▸ Work request
Output a verbatim copy of the data, cut off after the line that contains "[locate] green bush (one marker per instance)".

▸ Data for the task
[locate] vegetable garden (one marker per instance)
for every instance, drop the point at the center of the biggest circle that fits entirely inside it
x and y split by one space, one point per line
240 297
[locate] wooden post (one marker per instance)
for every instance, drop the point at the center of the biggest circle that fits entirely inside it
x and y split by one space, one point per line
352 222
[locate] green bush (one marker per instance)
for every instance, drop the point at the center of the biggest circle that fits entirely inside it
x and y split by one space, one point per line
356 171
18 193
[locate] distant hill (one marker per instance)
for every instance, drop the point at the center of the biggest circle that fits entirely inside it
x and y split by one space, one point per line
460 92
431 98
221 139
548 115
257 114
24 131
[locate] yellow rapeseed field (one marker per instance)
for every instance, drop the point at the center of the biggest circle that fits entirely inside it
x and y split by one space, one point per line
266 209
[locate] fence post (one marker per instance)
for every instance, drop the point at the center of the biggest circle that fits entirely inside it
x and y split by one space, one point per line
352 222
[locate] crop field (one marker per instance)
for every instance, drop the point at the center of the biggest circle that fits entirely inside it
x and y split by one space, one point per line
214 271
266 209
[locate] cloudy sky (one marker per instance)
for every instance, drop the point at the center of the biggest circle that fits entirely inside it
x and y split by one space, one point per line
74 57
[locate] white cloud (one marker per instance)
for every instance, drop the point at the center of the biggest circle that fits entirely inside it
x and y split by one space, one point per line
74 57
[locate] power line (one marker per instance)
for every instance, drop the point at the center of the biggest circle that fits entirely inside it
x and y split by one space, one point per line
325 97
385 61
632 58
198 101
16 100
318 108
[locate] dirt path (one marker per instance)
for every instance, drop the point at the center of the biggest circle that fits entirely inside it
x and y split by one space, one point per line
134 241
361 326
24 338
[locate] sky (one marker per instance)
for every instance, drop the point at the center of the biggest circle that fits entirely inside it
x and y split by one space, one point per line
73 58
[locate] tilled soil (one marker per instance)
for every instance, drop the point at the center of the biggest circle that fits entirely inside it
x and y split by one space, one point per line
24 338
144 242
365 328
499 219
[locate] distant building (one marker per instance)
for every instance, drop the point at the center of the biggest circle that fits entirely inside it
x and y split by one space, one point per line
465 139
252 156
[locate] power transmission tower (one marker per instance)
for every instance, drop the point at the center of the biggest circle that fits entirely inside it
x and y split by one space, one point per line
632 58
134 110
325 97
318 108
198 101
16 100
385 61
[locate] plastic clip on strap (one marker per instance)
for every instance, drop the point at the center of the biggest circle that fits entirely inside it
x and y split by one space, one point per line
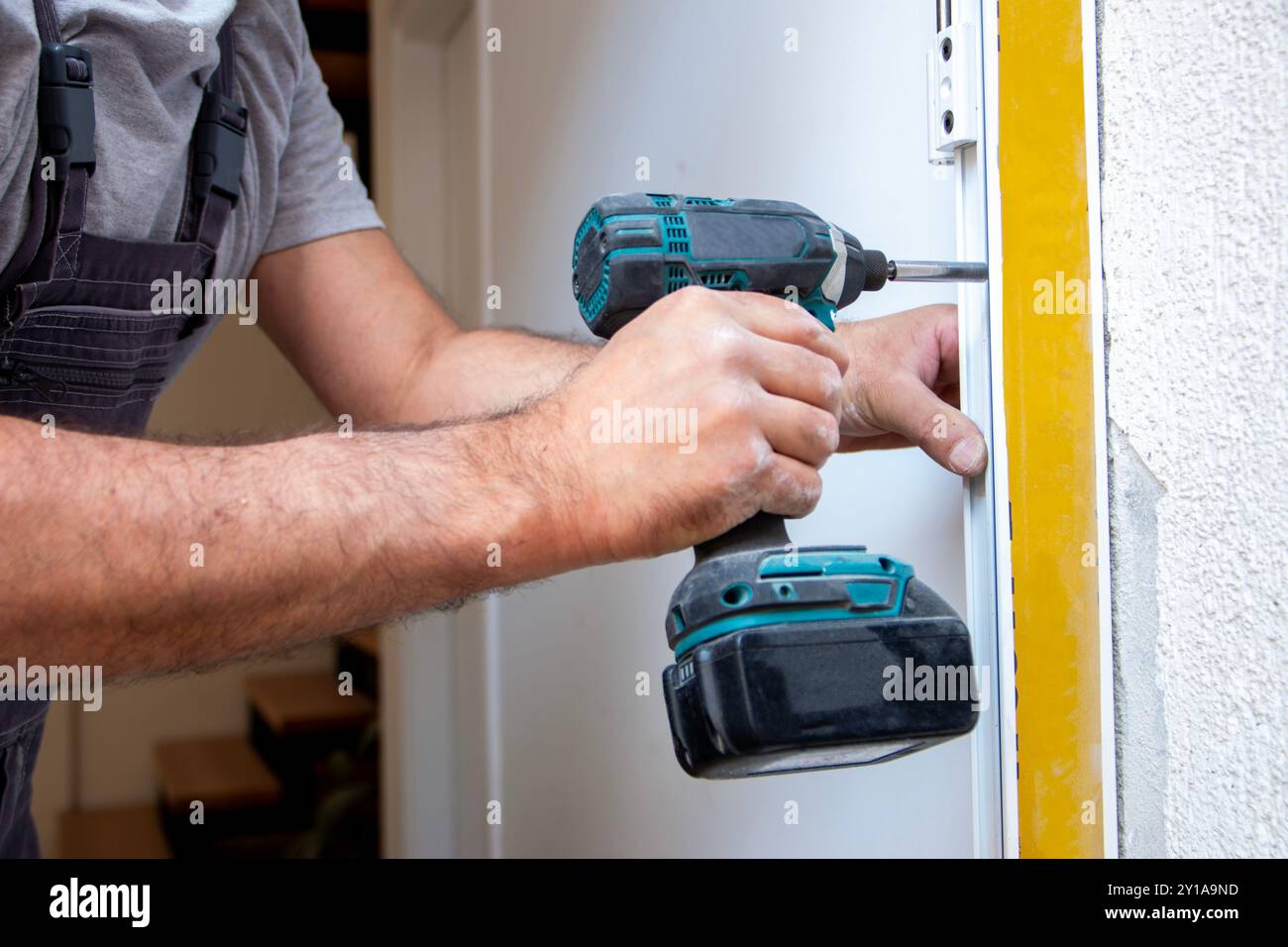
219 147
64 107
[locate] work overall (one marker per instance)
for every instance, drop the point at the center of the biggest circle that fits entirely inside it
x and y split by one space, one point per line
81 343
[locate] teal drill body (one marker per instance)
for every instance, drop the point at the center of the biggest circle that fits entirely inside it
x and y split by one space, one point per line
784 655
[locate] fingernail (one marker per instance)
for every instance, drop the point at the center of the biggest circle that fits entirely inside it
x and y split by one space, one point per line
966 455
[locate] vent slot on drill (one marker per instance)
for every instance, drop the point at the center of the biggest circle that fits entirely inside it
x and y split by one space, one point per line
677 232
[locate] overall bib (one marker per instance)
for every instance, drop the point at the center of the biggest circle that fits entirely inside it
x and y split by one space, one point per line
81 342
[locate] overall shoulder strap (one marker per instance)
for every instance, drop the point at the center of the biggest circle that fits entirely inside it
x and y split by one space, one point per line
64 154
218 151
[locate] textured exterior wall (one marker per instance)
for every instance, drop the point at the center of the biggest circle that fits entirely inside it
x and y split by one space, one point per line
1194 101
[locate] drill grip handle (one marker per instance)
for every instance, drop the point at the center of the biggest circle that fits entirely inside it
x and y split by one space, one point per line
763 531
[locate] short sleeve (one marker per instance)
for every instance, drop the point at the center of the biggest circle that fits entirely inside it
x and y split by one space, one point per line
320 192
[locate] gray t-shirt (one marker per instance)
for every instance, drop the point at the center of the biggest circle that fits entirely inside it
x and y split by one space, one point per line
147 88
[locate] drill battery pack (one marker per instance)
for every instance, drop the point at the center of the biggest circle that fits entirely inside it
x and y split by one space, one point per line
825 657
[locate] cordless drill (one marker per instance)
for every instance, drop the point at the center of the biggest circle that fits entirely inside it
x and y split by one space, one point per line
785 659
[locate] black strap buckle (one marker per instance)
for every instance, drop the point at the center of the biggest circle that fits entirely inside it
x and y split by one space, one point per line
218 146
64 107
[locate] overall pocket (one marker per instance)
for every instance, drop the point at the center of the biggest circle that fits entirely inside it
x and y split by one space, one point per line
90 367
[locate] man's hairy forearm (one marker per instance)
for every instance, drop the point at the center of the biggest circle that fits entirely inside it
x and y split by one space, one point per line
485 371
146 557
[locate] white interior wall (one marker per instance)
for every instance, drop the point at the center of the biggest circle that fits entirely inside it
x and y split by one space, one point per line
1194 101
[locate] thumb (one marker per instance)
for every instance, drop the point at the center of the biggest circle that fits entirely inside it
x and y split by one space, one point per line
906 406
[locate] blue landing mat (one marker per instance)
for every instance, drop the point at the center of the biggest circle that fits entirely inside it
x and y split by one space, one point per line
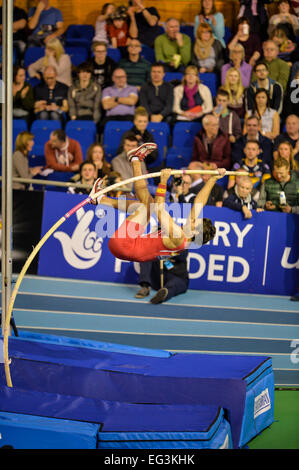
120 425
243 385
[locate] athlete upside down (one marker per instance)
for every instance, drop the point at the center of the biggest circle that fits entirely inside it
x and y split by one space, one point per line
131 243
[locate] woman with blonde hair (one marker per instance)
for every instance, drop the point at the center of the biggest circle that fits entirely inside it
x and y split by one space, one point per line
237 61
20 164
55 56
96 155
269 121
192 99
207 52
236 91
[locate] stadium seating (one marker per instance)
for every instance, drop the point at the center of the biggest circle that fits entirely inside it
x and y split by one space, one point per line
83 131
114 54
211 81
148 53
19 125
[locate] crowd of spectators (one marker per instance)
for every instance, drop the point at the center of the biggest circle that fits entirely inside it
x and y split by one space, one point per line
251 123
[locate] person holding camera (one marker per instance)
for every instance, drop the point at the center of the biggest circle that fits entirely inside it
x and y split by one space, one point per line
180 189
147 20
250 41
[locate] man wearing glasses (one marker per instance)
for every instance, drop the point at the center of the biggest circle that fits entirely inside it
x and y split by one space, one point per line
103 65
118 100
136 67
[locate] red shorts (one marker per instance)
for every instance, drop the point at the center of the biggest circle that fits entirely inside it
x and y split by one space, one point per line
129 243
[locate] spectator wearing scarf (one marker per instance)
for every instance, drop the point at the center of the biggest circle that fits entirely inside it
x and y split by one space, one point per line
208 51
190 94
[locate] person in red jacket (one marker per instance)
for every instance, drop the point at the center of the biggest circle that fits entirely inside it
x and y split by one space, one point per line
63 153
211 144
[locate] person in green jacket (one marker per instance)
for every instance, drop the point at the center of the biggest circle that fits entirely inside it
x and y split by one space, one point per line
279 70
173 48
281 191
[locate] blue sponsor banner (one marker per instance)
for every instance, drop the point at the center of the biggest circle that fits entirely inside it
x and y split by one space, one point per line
257 255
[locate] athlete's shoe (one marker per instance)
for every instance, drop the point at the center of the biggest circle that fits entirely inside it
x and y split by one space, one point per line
98 185
142 151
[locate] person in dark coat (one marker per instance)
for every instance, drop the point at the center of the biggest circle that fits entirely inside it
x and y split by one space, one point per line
211 144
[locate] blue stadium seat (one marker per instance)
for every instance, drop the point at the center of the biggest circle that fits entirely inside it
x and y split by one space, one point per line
85 132
114 54
41 129
188 30
77 54
210 80
14 55
32 54
79 35
112 135
161 134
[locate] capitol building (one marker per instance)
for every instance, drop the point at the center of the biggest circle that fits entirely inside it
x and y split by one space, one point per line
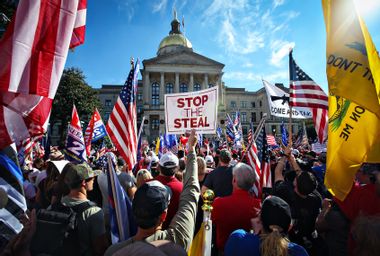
178 68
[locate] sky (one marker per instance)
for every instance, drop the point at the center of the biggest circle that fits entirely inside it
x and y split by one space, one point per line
251 37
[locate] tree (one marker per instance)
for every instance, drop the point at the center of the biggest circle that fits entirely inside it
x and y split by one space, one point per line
7 9
73 89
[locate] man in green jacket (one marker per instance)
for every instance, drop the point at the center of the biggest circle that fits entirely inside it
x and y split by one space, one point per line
150 206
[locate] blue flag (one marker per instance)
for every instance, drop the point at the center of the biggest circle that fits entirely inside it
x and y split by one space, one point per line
11 181
120 206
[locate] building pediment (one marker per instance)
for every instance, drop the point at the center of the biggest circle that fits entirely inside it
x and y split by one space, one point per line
183 58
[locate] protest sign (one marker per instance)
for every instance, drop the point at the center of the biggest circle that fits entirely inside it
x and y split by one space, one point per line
192 110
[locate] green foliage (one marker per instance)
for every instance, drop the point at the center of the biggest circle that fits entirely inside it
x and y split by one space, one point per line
73 89
7 9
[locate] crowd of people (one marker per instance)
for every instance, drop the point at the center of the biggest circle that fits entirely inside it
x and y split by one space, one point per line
298 216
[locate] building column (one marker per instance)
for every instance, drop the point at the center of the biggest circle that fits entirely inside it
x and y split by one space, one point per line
162 88
205 82
146 92
191 84
176 85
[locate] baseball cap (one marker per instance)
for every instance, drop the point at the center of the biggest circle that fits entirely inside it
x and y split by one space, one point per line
79 172
275 211
158 248
150 200
169 160
209 159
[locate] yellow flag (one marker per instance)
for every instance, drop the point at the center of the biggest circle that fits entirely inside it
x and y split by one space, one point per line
353 139
157 146
353 65
353 72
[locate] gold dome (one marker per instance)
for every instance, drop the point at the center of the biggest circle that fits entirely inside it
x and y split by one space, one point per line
175 39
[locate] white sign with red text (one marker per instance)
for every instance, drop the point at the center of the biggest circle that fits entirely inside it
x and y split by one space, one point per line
192 110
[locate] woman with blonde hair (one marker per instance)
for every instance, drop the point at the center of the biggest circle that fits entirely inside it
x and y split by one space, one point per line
269 237
143 176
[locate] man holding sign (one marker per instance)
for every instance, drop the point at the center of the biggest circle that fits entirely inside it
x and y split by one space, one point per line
194 110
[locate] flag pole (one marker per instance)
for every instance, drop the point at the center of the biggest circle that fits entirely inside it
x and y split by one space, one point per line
255 135
141 127
117 208
290 106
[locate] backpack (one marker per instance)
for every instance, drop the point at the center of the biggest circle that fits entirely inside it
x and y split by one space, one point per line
57 230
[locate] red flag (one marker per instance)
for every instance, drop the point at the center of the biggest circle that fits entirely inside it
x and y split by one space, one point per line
33 53
121 126
90 130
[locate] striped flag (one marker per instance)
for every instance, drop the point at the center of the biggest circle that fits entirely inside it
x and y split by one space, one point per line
250 133
266 175
95 130
304 92
254 162
271 140
122 124
75 150
219 132
11 182
33 53
77 37
284 135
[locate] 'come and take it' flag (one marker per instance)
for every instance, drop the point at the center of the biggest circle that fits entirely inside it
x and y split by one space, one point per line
353 71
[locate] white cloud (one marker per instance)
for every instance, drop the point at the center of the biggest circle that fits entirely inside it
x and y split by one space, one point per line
248 64
220 8
279 75
277 3
127 6
280 49
242 76
160 6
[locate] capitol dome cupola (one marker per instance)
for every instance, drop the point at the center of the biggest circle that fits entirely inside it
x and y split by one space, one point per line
175 41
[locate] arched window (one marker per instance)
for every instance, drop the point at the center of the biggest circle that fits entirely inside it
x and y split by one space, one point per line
183 87
169 88
155 94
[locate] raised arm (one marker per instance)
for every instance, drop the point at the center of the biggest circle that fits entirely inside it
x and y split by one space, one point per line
182 225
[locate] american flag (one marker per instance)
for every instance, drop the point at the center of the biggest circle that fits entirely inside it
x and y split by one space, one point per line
266 175
219 132
304 92
33 53
122 124
271 140
95 130
250 133
254 162
284 135
230 129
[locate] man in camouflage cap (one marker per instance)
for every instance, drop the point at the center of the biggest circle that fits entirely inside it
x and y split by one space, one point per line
91 228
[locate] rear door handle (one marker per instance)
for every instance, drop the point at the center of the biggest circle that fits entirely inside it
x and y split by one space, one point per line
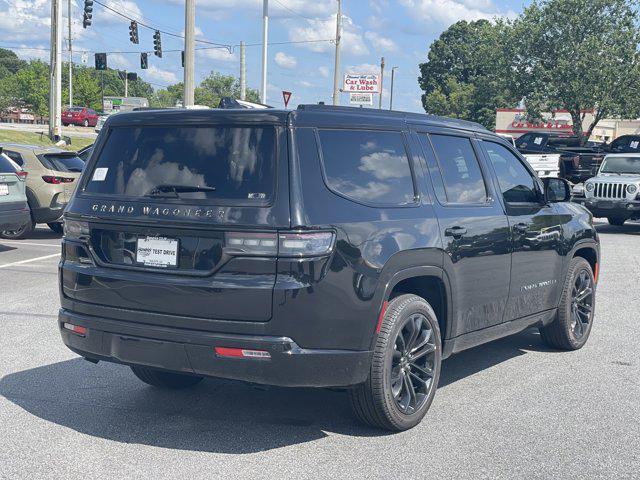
521 227
455 232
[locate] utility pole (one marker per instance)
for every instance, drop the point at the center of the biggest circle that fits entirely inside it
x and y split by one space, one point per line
381 82
336 68
55 74
189 52
243 72
265 34
393 71
70 60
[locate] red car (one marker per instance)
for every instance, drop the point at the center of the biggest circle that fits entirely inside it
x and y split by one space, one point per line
83 116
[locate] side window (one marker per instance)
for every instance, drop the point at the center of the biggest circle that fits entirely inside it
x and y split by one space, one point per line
6 166
367 166
463 181
16 157
516 183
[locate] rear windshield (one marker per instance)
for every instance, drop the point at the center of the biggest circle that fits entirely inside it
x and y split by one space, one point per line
227 163
61 162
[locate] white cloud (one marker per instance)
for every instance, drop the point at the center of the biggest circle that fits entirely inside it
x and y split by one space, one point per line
321 31
164 76
216 54
380 43
285 61
447 12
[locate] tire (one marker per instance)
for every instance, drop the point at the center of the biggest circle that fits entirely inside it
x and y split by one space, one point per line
565 333
56 227
378 402
165 380
617 221
20 233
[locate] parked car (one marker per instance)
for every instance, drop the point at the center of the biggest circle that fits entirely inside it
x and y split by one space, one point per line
615 192
320 247
83 116
14 210
51 181
574 162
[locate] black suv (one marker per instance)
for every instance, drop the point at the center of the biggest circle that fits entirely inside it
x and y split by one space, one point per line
323 247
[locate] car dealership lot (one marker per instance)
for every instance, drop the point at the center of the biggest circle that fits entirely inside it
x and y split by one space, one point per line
508 409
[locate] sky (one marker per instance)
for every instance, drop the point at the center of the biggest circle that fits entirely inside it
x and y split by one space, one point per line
399 30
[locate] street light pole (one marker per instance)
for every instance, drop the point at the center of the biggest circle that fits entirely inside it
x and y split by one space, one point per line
265 34
393 72
189 52
55 74
336 68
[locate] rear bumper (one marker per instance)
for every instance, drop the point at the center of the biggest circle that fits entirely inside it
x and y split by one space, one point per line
191 351
610 208
12 219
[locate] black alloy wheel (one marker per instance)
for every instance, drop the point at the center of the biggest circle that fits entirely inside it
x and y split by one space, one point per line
581 304
571 328
413 361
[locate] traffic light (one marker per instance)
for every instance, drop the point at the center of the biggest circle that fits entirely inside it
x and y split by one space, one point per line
101 61
133 32
88 13
157 44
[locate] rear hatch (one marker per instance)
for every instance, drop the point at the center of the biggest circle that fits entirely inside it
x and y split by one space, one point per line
183 220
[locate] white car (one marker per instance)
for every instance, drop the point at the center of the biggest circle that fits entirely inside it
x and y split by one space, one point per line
614 192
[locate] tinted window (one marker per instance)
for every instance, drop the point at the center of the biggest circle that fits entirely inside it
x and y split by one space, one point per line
463 181
516 183
61 162
233 163
531 141
16 157
367 166
6 165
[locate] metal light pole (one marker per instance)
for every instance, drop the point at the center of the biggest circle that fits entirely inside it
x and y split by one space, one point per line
70 60
393 72
243 72
336 68
381 81
189 52
55 73
265 34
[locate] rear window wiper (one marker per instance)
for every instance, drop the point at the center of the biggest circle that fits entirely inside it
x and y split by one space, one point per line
161 190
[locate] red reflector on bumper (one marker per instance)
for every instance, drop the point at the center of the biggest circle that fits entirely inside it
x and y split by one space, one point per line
76 329
241 353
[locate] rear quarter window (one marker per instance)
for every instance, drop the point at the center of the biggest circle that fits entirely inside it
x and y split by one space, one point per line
367 166
234 164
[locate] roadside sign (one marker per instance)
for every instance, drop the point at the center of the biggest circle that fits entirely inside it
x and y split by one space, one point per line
361 98
286 96
361 82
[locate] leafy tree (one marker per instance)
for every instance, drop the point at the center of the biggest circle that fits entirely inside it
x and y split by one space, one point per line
463 76
577 55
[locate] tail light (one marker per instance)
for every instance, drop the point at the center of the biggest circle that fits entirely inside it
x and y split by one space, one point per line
294 244
56 180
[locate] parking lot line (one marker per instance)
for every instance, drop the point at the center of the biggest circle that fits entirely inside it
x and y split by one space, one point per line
22 262
29 244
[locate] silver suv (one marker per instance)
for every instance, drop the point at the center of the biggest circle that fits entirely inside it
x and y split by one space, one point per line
614 192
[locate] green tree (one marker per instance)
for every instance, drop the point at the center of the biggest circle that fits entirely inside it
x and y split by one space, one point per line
577 55
463 76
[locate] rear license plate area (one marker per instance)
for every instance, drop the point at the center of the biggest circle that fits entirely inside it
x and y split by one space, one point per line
158 252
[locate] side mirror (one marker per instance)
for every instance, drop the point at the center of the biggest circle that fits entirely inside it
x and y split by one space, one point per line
556 190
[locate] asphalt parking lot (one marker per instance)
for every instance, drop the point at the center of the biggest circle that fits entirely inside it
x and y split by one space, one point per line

▸ Response to this task
[locate] vegetable garden (one marker per instance)
for every instance, drop the point at the center of the biggest circle that fits entirely inside it
x and y split by one space, one point per line
240 297
[locate] wooden post (one marker per instance)
for every instance, drop the point at the center of the biggest circle that fits entirely inside it
x and y split by one space, one point per line
352 222
[locate] green bush (one marker per instance)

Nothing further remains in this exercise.